AIM =
Copy the lines between the one holding "the wooden pallet" and the one holding "[[249, 104], [903, 125], [73, 139], [826, 124]]", inclusive, switching "sign post" to "street sign" and leaving everything else unchanged.

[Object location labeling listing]
————————
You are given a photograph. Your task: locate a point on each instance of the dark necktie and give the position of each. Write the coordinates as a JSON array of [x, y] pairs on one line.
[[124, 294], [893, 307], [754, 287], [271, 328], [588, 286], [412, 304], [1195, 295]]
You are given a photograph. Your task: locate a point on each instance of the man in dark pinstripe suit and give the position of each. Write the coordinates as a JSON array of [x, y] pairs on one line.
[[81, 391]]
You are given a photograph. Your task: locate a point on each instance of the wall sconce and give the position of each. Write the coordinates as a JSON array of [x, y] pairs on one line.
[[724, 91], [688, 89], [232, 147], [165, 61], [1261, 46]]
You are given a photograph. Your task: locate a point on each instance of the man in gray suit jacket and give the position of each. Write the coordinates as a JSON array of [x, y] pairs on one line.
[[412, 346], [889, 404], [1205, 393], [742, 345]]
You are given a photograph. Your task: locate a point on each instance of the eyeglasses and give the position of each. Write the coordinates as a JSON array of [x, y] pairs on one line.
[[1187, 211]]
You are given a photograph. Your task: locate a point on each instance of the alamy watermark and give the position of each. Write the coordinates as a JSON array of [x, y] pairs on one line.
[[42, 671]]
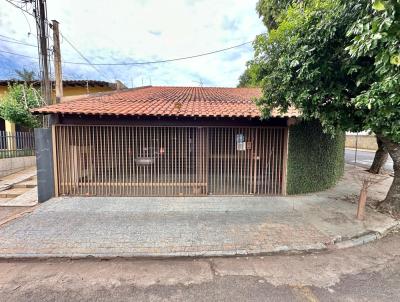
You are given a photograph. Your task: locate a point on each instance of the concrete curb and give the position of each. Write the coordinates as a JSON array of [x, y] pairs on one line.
[[366, 238], [280, 250]]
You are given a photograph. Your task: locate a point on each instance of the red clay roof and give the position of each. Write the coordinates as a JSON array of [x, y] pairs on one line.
[[167, 101]]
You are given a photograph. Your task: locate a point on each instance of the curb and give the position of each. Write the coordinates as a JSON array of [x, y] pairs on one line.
[[280, 250], [365, 238]]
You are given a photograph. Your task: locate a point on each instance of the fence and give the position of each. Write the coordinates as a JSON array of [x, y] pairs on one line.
[[169, 161], [16, 144]]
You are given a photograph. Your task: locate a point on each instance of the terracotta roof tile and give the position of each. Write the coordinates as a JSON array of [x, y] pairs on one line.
[[168, 101]]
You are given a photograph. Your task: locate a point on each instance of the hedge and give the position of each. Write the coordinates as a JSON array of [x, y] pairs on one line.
[[315, 159]]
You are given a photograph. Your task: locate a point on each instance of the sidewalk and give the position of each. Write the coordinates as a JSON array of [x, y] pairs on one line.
[[203, 226], [19, 189]]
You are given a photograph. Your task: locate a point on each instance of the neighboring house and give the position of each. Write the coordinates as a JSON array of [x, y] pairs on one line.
[[182, 141], [70, 88]]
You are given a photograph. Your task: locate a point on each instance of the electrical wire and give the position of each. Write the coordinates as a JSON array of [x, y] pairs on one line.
[[151, 62], [93, 65], [82, 56], [18, 42]]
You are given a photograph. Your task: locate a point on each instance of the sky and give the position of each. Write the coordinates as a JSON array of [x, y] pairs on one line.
[[140, 30]]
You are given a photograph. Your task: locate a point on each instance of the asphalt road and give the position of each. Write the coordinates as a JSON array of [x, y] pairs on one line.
[[365, 273], [364, 159]]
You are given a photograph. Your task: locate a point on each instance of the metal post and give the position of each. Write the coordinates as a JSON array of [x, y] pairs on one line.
[[355, 153], [57, 61]]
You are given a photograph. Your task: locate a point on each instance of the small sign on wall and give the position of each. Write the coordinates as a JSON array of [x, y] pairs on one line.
[[240, 143]]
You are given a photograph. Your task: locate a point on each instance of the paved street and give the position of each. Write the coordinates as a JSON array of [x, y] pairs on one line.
[[366, 273], [365, 159], [193, 226]]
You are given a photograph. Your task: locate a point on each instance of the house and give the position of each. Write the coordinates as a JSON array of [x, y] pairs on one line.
[[171, 141]]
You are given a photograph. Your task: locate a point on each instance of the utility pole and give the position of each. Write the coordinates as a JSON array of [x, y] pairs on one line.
[[43, 45], [57, 61]]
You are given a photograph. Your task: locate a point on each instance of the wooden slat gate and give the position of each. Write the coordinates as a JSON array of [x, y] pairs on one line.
[[169, 161]]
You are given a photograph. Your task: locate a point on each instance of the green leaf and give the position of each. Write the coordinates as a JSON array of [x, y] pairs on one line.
[[378, 5], [395, 60]]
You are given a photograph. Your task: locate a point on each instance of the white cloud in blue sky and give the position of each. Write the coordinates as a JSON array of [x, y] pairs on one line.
[[142, 30]]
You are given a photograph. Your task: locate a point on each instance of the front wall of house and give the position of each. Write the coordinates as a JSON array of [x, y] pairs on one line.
[[111, 156]]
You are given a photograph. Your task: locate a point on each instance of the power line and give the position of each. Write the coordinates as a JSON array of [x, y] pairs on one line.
[[82, 56], [166, 60], [151, 62], [20, 8], [18, 42], [17, 54]]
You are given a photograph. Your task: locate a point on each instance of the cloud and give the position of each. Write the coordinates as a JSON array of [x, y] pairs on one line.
[[147, 30]]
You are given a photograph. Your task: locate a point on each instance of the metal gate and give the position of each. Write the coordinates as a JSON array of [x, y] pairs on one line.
[[169, 161]]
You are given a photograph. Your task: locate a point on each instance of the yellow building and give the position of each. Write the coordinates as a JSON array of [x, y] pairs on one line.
[[70, 88]]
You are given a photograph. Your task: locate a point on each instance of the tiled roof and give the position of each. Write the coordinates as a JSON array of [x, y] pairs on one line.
[[167, 101]]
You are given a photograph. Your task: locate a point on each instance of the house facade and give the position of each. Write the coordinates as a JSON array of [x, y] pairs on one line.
[[169, 141]]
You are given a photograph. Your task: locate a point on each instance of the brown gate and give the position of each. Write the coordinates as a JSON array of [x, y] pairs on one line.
[[168, 161]]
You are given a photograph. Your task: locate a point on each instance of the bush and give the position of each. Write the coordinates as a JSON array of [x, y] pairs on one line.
[[315, 159], [16, 103]]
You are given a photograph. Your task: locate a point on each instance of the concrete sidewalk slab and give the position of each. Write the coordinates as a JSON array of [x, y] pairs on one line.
[[202, 226], [8, 181], [26, 199]]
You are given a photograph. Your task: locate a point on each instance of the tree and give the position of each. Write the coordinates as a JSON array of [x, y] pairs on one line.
[[16, 103], [26, 75], [338, 62], [269, 11]]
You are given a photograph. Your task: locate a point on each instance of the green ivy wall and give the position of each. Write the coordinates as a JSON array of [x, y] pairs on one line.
[[315, 159]]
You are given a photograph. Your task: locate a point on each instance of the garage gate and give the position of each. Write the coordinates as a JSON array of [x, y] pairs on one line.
[[169, 161]]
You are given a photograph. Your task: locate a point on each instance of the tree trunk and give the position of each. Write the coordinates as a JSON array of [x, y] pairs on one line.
[[380, 158], [392, 200]]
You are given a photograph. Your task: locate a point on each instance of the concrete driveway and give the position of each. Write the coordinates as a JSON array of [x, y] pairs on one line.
[[110, 227]]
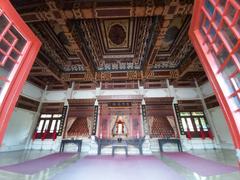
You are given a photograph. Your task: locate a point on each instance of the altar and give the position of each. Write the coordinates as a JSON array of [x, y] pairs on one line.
[[120, 119]]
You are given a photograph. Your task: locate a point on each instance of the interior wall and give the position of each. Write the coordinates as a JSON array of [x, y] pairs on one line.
[[18, 130], [218, 119], [20, 124], [222, 129]]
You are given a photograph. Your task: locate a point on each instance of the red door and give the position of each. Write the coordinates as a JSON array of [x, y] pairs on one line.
[[215, 34], [18, 50]]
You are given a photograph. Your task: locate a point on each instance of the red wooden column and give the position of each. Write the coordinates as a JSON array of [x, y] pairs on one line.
[[215, 34], [18, 50]]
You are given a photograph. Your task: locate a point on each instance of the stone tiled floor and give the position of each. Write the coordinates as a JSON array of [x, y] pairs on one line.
[[224, 156]]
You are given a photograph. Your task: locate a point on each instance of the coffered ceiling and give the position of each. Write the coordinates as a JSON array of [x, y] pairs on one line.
[[111, 41]]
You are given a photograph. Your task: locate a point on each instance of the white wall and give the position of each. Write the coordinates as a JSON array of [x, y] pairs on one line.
[[218, 120], [31, 91], [221, 128], [18, 130]]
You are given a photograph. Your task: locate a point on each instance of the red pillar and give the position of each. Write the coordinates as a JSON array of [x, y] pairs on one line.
[[215, 35]]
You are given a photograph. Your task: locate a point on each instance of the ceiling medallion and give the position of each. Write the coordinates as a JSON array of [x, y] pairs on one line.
[[117, 34]]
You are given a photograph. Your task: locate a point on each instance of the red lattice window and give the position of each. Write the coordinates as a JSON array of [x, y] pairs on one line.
[[215, 34], [18, 49]]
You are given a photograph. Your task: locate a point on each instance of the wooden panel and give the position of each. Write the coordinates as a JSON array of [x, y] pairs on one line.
[[52, 107], [26, 103], [211, 102]]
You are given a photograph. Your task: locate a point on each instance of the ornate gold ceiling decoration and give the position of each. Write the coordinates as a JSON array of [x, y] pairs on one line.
[[109, 40]]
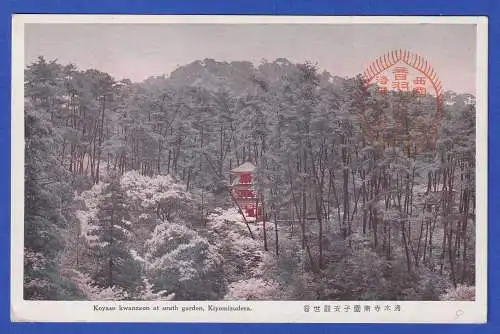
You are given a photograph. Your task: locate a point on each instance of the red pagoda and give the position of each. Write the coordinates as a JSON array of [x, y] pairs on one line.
[[243, 191]]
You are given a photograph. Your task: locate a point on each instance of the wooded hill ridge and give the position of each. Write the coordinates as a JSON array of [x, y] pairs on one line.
[[126, 187]]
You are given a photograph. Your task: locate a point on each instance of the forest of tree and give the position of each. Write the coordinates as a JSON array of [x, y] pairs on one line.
[[126, 187]]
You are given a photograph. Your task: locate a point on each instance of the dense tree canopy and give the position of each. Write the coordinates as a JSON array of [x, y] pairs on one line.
[[126, 186]]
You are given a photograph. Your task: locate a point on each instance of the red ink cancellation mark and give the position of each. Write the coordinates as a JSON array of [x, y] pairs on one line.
[[405, 71]]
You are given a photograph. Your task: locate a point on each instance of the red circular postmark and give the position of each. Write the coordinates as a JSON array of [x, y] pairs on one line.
[[402, 71]]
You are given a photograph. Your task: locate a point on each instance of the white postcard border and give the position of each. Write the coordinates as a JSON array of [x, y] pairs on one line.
[[261, 311]]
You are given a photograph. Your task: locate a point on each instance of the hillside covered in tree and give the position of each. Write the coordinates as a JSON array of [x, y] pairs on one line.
[[126, 187]]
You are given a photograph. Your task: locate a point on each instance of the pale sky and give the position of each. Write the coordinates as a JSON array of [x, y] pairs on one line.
[[138, 51]]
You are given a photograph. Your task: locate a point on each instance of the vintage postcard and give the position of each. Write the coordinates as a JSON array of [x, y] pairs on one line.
[[249, 169]]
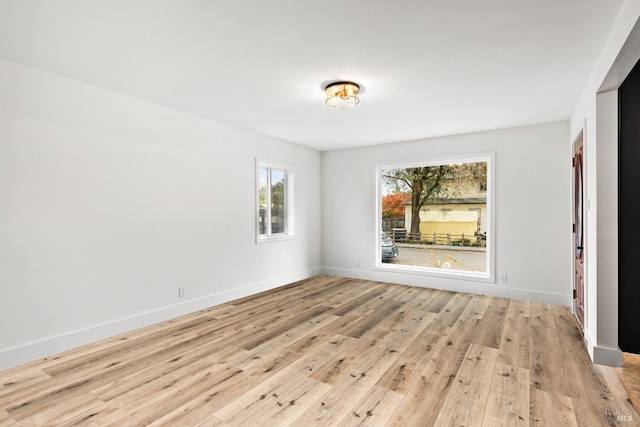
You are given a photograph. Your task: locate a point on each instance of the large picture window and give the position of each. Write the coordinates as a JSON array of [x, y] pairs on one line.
[[274, 201], [436, 217]]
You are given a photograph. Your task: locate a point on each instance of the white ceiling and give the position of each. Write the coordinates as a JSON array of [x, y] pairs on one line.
[[428, 67]]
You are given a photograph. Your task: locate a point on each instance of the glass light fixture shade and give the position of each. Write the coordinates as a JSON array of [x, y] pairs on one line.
[[342, 94]]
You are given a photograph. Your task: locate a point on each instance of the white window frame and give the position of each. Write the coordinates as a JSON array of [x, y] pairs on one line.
[[484, 276], [289, 171]]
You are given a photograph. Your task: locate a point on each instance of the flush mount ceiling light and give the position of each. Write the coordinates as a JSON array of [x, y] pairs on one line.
[[342, 94]]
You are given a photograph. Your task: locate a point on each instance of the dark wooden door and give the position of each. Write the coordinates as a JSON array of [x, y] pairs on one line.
[[578, 228]]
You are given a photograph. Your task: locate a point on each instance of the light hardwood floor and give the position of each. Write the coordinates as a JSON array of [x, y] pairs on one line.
[[330, 351]]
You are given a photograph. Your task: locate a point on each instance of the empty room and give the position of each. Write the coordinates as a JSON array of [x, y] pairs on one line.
[[280, 213]]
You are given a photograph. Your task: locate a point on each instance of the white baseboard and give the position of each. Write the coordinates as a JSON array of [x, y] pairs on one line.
[[608, 356], [25, 353], [468, 286]]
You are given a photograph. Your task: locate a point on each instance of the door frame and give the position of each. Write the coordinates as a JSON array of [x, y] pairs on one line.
[[578, 231]]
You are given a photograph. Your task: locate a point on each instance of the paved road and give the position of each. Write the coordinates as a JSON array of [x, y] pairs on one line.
[[432, 256]]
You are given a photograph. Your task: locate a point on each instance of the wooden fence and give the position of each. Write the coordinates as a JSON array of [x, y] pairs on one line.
[[401, 235]]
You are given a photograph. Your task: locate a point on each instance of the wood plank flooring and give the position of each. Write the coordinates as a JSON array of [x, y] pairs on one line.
[[330, 351]]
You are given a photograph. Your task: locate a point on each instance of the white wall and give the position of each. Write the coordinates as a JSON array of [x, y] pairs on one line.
[[596, 111], [532, 194], [109, 203]]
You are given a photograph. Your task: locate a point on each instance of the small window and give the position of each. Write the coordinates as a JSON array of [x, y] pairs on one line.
[[274, 201]]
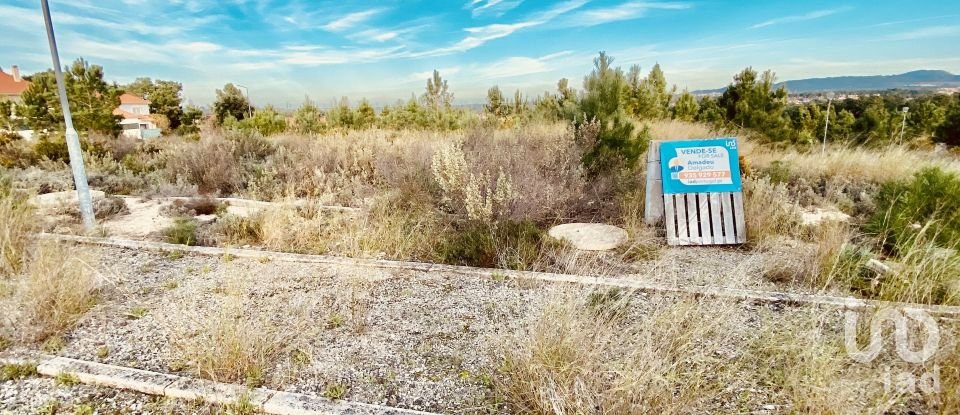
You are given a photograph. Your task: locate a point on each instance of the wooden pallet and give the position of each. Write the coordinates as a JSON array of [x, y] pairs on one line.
[[704, 218], [692, 218]]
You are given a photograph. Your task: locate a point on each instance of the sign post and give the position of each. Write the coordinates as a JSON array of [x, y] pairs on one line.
[[701, 191]]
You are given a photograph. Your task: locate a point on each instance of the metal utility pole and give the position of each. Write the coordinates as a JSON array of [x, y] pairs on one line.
[[249, 104], [903, 125], [73, 139], [826, 124]]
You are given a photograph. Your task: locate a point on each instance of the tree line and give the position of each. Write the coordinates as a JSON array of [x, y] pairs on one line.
[[610, 97]]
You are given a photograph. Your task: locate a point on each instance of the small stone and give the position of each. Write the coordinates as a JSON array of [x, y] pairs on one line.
[[57, 199], [818, 215], [590, 236]]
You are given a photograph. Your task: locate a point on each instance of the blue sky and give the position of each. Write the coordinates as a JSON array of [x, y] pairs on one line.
[[384, 51]]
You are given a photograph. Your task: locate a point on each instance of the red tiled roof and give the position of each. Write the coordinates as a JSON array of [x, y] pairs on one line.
[[128, 115], [9, 87], [132, 99]]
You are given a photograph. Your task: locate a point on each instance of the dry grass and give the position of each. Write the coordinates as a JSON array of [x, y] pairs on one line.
[[230, 344], [56, 289], [693, 356], [16, 224], [768, 211], [854, 163], [579, 357]]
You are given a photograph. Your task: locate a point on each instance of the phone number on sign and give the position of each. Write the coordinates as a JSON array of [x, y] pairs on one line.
[[704, 174]]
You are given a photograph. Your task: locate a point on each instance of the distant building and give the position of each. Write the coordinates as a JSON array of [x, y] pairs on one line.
[[12, 85], [137, 121]]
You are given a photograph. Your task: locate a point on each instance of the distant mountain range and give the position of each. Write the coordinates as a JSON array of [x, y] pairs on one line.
[[913, 80]]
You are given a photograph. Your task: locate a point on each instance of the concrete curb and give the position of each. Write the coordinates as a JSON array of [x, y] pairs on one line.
[[848, 303], [162, 384]]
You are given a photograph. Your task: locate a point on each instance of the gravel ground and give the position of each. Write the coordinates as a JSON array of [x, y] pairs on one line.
[[419, 340], [42, 396]]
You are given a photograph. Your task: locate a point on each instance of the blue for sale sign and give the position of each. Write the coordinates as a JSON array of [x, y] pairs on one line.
[[695, 166]]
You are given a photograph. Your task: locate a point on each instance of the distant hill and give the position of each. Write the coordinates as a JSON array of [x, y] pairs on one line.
[[920, 79]]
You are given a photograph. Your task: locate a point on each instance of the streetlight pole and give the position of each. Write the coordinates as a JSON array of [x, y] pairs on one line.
[[826, 124], [249, 104], [73, 139], [903, 124]]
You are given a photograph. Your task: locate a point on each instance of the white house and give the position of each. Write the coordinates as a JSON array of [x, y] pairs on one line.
[[137, 121]]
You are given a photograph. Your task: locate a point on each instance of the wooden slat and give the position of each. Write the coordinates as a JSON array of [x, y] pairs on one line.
[[680, 207], [653, 203], [706, 234], [738, 217], [693, 222], [716, 221], [729, 236], [670, 219]]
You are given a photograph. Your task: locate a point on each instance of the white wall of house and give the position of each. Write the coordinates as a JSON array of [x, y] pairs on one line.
[[141, 109]]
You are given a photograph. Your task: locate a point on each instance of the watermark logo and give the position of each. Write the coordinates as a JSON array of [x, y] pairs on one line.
[[901, 382]]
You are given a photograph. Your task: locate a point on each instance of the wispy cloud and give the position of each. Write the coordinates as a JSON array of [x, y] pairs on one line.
[[492, 7], [479, 35], [927, 33], [817, 14], [350, 20], [520, 66], [626, 11]]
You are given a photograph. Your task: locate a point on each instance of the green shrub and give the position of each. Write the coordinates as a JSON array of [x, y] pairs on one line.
[[183, 231], [507, 244], [905, 208]]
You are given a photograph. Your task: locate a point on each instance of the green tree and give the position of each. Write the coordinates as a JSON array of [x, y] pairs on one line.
[[39, 104], [751, 101], [924, 117], [686, 107], [230, 102], [875, 125], [438, 96], [308, 119], [190, 120], [341, 115], [266, 121], [949, 131], [603, 102], [366, 115], [164, 97], [91, 100], [710, 112], [496, 105]]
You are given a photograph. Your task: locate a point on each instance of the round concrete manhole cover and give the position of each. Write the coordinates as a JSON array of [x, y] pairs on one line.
[[590, 236]]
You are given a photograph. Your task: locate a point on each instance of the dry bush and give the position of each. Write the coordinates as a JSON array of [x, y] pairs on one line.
[[590, 356], [209, 163], [230, 343], [923, 272], [803, 364], [17, 222], [831, 238], [768, 211], [409, 232], [342, 169], [56, 289], [875, 165]]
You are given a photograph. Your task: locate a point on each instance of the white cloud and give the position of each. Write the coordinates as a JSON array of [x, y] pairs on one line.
[[423, 76], [626, 11], [927, 33], [350, 20], [482, 34], [520, 66], [493, 7], [800, 18]]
————————
COMPLETE OUTPUT =
You are given a photograph. Your task: locate a point on each instance of the wooden pallet and give the position of each. Write the coordinates as a JSON array of [x, y] pairs on one line.
[[704, 218], [692, 218]]
You are given a photograph. Your task: locate a point on each instance of the street sign and give the position of each. Write the coordinates as a JSON array of [x, y] pairs on one line.
[[701, 191]]
You are given a photograph. Your task: locate a point on each instance of the metal utility pole and give the position of each. Write the coordinates as a JSON array of [x, y] pairs on one line.
[[249, 104], [903, 125], [73, 139], [826, 124]]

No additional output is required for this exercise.